**What is expected**
Count the lines in the records below that contain the string "shirt", treating uppercase and lowercase as different, and reply with only the number.

**Data listing**
######

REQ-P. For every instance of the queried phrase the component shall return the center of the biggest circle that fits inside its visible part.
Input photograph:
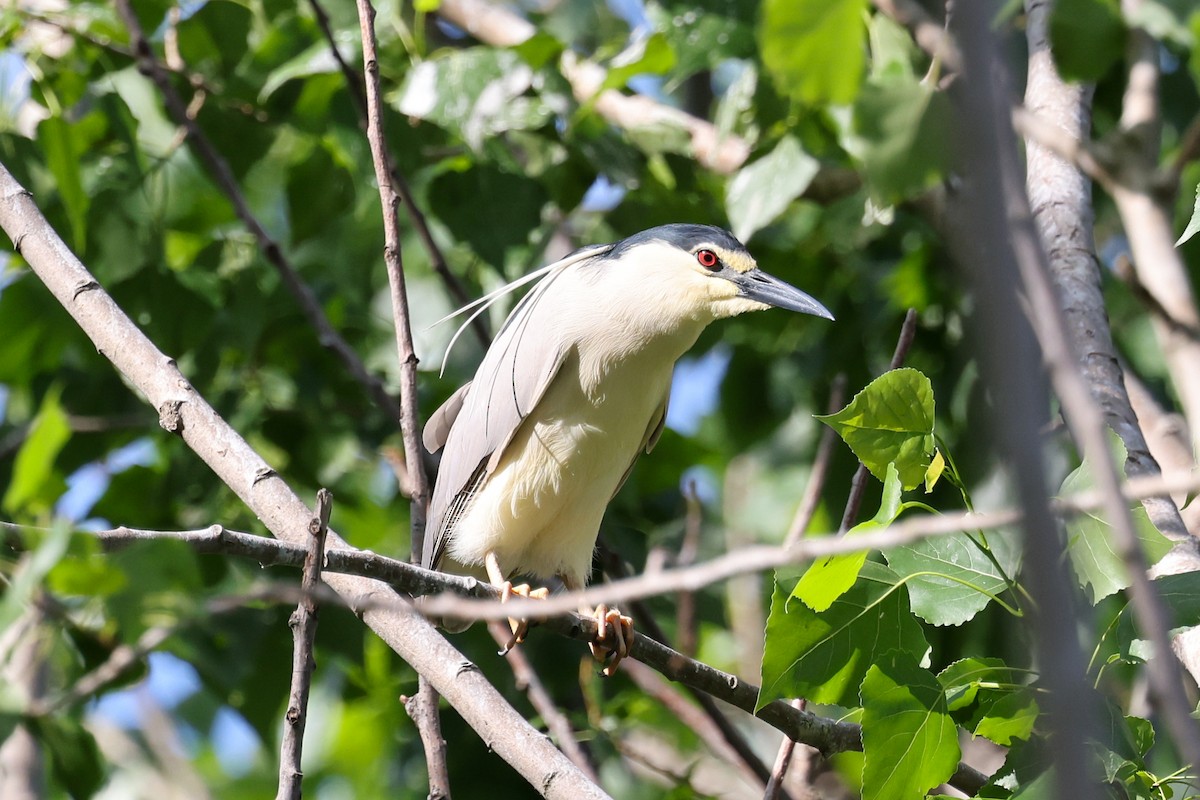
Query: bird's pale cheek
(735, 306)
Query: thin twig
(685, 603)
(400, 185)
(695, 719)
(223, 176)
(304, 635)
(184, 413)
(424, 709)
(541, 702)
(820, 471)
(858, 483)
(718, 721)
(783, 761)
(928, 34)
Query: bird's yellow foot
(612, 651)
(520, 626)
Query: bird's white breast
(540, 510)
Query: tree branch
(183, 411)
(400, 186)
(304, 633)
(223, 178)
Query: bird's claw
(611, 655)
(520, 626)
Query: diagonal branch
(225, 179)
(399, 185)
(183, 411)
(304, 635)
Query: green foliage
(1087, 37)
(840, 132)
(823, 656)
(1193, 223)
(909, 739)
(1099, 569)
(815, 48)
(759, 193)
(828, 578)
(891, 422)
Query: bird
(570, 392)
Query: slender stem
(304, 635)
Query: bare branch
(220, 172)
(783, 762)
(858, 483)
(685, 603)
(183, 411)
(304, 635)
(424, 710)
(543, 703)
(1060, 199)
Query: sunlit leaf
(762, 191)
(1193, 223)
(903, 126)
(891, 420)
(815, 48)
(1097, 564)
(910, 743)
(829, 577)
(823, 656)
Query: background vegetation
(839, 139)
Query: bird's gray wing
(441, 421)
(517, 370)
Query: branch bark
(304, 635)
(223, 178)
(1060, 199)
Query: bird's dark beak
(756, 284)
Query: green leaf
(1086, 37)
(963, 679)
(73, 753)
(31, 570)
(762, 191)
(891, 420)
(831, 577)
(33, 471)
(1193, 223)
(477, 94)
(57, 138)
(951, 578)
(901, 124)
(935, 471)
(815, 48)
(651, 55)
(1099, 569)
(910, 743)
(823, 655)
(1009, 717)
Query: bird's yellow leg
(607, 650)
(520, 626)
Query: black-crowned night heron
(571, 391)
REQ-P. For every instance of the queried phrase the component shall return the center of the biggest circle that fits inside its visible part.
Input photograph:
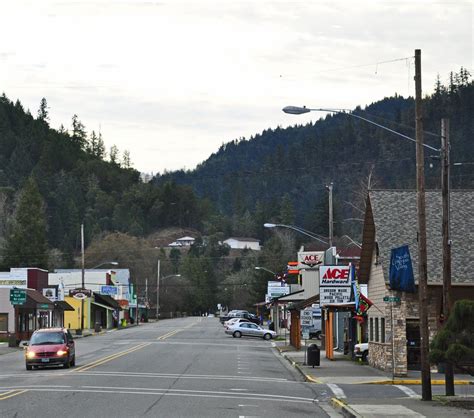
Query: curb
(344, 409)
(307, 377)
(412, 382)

######

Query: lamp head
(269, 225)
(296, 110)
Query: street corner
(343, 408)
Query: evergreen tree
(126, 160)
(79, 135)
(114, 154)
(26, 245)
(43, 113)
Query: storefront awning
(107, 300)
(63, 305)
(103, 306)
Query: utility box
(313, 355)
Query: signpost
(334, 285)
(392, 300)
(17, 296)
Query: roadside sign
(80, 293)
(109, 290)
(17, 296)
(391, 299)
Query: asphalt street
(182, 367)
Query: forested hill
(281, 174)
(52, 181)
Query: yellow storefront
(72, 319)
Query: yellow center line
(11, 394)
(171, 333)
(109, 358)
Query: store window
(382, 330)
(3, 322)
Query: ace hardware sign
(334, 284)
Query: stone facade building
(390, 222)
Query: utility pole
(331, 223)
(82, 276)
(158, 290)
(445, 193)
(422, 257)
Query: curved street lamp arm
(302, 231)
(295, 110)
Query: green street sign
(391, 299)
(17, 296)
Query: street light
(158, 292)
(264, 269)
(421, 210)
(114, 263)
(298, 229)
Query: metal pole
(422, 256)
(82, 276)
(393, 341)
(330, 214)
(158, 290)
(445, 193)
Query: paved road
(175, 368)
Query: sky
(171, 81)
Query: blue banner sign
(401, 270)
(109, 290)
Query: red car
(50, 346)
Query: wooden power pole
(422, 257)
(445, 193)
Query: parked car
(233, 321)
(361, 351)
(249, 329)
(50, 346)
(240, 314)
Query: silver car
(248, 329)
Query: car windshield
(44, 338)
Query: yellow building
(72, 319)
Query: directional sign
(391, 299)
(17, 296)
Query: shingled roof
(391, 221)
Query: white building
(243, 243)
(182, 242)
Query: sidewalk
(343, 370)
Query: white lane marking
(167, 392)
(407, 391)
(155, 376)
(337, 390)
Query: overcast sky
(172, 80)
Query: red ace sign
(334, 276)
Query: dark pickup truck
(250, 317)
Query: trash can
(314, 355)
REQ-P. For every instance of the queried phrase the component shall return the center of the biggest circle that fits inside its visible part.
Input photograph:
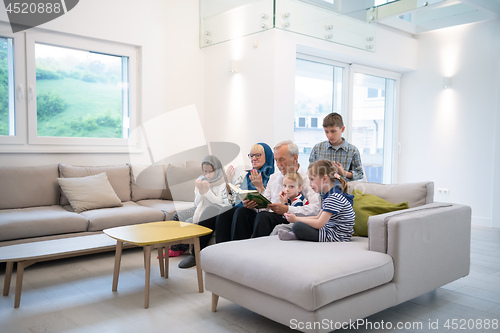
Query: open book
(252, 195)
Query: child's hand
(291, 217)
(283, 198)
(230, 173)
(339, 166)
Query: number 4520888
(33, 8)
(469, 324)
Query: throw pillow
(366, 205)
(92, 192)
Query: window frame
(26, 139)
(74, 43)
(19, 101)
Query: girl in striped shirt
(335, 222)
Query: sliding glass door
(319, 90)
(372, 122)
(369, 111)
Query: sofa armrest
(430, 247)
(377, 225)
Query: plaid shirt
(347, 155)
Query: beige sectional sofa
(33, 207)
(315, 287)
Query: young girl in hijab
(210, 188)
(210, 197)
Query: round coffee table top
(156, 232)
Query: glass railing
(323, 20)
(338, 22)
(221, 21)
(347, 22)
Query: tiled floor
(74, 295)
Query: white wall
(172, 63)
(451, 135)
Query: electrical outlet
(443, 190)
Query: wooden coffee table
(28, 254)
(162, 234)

######

**Exercise output**
2